Brief A:
In the passage on Franz Carl Weidmann, give again the part that opens with the words "Franz Carl Weidmann" and closes with "aus meiner Reisetasche.", swapping "playwright" for "dramatist".
Brief B:
Write the next part of the passage on Franz Carl Weidmann, picking up after its final sentence.

Source passage:
Franz Carl Weidmann (1787 or 1788 – 28 January 1867) was an Austrian writer, actor and journalist.

== Life and work ==
Born in Vienna, Weidmann was the son of the actor and writer Joseph Weidmann (1742–1810) and nephew of the playwright Paul Weidmann (1746–1810). Since he wasn't particularly talented as an actor, he voluntarily ended his father's initiated engagement at the Wiener Hoftheater and got a small pension for it till the end of his life. As a freelance writer he gained some recognition because of his modest, unobtrusive manner, among others by his Sämmtliche Werke; published from 1821 to 1822, the first volume with four historical dramas, the second with poetry, and the third with the Memorabilien aus meiner Reisetasche.

Thanks to the support of Archduke Johann, from this third volume onwards he wrote in particular descriptions of the surroundings of Vienna and the Austrian Alpine landscapes, Dalmatia and Montenegro with a mixture of topographical information and his own inventions. However, his good friend Adolf Bäuerle, in whose Wiener Theaterzeitung he wrote some theatre reviews, noted that Weidmann never got out of the Österreichischen Erblanden, so that many of his travelogues would have originated only from fantasy, namely the announced descriptions of Egypt and Syria. Bäuerle brought this to the point:

 He's travelled the world in the seven-league boots of lies. When he talks about his travels and goes beyond Austria and Styria, no Sylbe can be believed.
He was more successful as a Viennese chronicler, reporter, obituarist, and theatre and art critic who worked for decades. As a journalistic "girl Friday", his contemporary nickname, he published the Oesterreichischer Zuschauer in 1854 after the death of Josef Sigmund Ebersberg, even if only for a short time. Mainly he wrote reviews for the aforementioned Wiener Theaterzeitung, Johann Schickh's Wiener Zeitschrift für Kunst, Literatur, Theater und Mode and other magazines. As a reviewer he was prolific. He wrote about theatre and opera performances, painting, sculpture, fashion, and industrial architecture. Nevertheless, there was no financial success for the rest of his life, so he had to live off his small pension as an actor. At an advanced age he claimed to have been born six to seven years earlier and therefore older. His funeral expenses were paid by an unknown high-ranking personality at his written request.

Recorded data:
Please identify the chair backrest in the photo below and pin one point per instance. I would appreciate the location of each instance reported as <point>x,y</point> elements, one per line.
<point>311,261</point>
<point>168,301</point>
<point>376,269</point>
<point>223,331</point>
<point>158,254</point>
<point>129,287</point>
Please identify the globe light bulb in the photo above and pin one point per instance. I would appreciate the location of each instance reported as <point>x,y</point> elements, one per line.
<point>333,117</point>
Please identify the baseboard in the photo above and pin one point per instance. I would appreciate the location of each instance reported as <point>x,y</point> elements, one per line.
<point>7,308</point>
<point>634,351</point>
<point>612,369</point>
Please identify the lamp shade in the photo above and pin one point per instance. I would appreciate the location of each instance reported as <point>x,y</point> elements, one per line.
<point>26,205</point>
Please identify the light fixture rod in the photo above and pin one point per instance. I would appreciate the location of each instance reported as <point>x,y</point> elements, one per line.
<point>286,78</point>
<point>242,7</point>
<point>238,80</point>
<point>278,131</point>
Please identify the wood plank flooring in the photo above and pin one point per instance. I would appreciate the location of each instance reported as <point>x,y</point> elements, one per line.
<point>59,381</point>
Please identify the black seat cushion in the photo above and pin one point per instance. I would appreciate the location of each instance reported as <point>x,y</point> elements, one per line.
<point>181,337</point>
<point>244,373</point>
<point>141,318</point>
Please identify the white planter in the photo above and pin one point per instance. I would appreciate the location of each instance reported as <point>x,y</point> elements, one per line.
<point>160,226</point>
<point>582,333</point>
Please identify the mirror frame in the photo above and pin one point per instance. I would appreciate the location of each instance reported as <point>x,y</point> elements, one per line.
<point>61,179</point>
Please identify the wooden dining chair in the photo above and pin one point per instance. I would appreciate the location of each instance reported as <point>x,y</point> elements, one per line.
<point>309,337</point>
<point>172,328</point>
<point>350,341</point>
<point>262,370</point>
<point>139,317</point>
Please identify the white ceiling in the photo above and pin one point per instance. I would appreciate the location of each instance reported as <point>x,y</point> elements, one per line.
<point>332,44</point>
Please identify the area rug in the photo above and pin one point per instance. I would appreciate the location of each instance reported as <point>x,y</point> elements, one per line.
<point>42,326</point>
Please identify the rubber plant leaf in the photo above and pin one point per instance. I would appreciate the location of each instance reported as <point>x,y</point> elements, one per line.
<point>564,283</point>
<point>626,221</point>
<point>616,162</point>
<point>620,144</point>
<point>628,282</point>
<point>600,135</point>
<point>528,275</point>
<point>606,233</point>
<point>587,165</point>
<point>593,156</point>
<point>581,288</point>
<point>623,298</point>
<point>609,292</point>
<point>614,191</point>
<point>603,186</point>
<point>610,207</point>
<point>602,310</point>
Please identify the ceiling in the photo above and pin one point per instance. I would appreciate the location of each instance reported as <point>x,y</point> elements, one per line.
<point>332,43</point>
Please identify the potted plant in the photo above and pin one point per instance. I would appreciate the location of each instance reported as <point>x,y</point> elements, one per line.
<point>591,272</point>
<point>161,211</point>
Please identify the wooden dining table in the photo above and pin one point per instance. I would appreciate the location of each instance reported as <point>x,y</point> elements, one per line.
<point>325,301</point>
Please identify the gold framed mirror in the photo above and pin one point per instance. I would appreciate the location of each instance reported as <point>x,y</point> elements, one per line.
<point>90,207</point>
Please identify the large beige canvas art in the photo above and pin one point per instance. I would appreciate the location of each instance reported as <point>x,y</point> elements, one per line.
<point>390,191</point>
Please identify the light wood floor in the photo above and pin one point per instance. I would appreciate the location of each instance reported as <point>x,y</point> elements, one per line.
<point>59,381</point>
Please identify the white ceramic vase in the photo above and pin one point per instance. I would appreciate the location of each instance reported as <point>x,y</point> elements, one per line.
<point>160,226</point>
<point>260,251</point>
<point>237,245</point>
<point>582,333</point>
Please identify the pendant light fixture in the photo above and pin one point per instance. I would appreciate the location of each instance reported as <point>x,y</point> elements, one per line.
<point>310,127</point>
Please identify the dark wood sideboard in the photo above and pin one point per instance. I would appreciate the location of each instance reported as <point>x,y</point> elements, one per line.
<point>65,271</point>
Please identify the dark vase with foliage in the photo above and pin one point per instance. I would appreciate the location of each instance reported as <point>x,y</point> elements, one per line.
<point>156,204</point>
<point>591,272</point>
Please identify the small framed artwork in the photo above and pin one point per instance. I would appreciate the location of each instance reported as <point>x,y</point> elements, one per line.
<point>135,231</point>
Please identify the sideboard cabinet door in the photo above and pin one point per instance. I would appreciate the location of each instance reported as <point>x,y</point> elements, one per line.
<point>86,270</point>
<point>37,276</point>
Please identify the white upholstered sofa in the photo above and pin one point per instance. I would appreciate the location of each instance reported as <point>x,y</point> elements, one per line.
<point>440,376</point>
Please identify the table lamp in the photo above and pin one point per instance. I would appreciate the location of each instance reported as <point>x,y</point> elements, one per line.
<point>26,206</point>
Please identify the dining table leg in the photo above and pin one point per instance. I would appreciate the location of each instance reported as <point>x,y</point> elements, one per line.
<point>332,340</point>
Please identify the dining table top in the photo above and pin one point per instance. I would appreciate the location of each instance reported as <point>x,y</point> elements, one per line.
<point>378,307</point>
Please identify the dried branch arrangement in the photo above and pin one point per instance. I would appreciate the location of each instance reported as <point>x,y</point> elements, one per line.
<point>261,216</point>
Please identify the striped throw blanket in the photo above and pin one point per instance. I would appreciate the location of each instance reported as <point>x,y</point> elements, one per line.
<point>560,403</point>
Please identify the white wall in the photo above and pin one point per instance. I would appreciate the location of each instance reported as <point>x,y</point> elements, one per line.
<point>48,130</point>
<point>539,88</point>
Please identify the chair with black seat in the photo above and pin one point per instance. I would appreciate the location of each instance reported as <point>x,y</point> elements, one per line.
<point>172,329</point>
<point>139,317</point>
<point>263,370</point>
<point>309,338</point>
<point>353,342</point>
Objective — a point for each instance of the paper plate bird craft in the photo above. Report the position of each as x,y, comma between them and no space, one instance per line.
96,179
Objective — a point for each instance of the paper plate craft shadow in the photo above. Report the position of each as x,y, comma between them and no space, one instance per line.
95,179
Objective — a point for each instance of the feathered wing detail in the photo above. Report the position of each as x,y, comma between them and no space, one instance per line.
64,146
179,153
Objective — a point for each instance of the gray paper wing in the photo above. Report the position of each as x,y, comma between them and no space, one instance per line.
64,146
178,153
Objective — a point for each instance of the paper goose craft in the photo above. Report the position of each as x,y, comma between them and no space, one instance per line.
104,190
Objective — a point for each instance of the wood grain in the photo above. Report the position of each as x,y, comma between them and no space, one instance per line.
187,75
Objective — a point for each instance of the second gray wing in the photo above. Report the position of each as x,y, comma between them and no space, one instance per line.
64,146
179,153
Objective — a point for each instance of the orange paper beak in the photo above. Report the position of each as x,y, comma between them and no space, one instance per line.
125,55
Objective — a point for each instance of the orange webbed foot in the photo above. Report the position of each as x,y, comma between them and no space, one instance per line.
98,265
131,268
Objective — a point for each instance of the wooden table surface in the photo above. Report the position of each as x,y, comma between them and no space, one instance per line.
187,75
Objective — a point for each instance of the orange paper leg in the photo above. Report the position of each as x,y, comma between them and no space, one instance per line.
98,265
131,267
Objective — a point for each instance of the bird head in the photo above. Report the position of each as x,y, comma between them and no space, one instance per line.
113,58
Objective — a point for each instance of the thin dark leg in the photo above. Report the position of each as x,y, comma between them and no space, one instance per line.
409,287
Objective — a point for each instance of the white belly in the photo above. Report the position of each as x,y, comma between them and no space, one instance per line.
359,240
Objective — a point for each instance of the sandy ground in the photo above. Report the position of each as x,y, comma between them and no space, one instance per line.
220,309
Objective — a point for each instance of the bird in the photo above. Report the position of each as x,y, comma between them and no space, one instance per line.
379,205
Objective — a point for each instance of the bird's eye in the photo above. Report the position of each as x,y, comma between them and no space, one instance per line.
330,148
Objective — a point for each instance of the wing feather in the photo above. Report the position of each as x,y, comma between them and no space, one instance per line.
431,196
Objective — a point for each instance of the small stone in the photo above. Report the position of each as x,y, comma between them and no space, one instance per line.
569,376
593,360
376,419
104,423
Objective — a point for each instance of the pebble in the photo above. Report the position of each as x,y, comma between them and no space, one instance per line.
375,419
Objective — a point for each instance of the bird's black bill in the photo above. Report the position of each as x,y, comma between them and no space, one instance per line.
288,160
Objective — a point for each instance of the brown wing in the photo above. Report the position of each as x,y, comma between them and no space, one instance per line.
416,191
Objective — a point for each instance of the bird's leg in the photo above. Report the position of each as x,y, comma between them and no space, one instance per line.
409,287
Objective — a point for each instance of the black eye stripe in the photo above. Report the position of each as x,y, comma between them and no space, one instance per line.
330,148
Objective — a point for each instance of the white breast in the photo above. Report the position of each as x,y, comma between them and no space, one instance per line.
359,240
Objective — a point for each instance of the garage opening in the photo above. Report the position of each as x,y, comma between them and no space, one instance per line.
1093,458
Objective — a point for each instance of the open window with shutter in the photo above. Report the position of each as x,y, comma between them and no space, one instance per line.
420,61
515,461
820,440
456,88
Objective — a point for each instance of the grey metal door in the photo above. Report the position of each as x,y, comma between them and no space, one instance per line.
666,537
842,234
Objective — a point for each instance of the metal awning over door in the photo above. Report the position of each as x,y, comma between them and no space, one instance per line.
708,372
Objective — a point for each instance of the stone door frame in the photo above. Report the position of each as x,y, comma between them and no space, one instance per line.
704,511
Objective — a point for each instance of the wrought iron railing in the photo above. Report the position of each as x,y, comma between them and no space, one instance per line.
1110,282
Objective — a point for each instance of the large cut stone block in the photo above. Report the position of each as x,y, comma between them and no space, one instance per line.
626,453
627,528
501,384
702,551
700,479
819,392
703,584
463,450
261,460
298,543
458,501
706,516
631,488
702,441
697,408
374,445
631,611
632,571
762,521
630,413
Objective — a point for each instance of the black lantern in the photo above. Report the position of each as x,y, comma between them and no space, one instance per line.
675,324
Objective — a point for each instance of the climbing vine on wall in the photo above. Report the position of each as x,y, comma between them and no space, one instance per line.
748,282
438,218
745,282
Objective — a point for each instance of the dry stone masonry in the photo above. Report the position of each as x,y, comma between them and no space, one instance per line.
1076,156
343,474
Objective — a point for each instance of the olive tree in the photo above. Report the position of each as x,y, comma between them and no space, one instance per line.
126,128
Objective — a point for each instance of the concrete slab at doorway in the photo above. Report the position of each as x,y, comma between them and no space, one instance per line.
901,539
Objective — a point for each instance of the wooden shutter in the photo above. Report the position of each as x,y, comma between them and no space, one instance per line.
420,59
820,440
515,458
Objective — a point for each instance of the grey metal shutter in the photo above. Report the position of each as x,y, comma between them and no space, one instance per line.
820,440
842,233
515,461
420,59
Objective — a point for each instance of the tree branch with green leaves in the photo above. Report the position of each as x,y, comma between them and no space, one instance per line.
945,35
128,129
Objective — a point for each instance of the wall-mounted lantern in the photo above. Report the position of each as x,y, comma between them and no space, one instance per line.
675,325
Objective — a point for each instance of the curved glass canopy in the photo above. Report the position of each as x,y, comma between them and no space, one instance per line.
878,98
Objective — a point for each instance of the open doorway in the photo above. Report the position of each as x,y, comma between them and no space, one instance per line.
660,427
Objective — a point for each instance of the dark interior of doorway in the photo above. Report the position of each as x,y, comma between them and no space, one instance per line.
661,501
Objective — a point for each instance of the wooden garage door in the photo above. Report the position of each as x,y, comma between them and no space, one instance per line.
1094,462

Expected output A:
Franz Carl Weidmann (1787 or 1788 – 28 January 1867) was an Austrian writer, actor and journalist.

== Life and work ==
Born in Vienna, Weidmann was the son of the actor and writer Joseph Weidmann (1742–1810) and nephew of the dramatist Paul Weidmann (1746–1810). Since he wasn't particularly talented as an actor, he voluntarily ended his father's initiated engagement at the Wiener Hoftheater and got a small pension for it till the end of his life. As a freelance writer he gained some recognition because of his modest, unobtrusive manner, among others by his Sämmtliche Werke; published from 1821 to 1822, the first volume with four historical dramas, the second with poetry, and the third with the Memorabilien aus meiner Reisetasche.

Expected output B:
Weidmann was a member of the famous Viennese artist society "Die Ritter von der grünen Insel" (The Knights of the Green Island), to which the composer Franz von Suppé, the painter Eduard Swoboda and the Burgtheater actor Konrad Adolf Hallenstein belonged, under the direction of the playwright Otto Prechtler, along with many other artists.

== Plays ==
- Sieg, Freiheit und Friede. Eine allegorische Scene (1815), party on the occasion of the German Campaign of 1813.
- Clementine von Aubigny (1817), dramatic poem, debut performance by Sophie Schröder
- Die Scharfenecker, also Der Verbannte (1821), play (performed in October 1823 at Munich Isartortheater)
- Die Geächteten (1823), drama (performed in Prague in 1824)
- Das Pilgerhaus auf dem Bernhardsberge (1826), drama premiered in Theater an der Wien.
- Das Dauernde im Wechsel (1828), drama premiered in Theater in der Josefstadt.
- Der Ring des Glückes (1833), Zauberspiel with singing and dancing, performed in Theater in der Josefstadt.
- Till Eulenspiegel, play in 5 acts after Karl August Lebrun, published in 1837 in Mainz.
- Maximilian Korn. Sein Leben und künstlerisches Wirken (1857), Biography of this Burgtheater actor.
- Moritz, Prince of Dietrichstein. Sein Leben und Wirken aus seinen hinterlassenen Papieren dargestellt (1867), biography of the officer and court official - this was Weidmann's last literary work.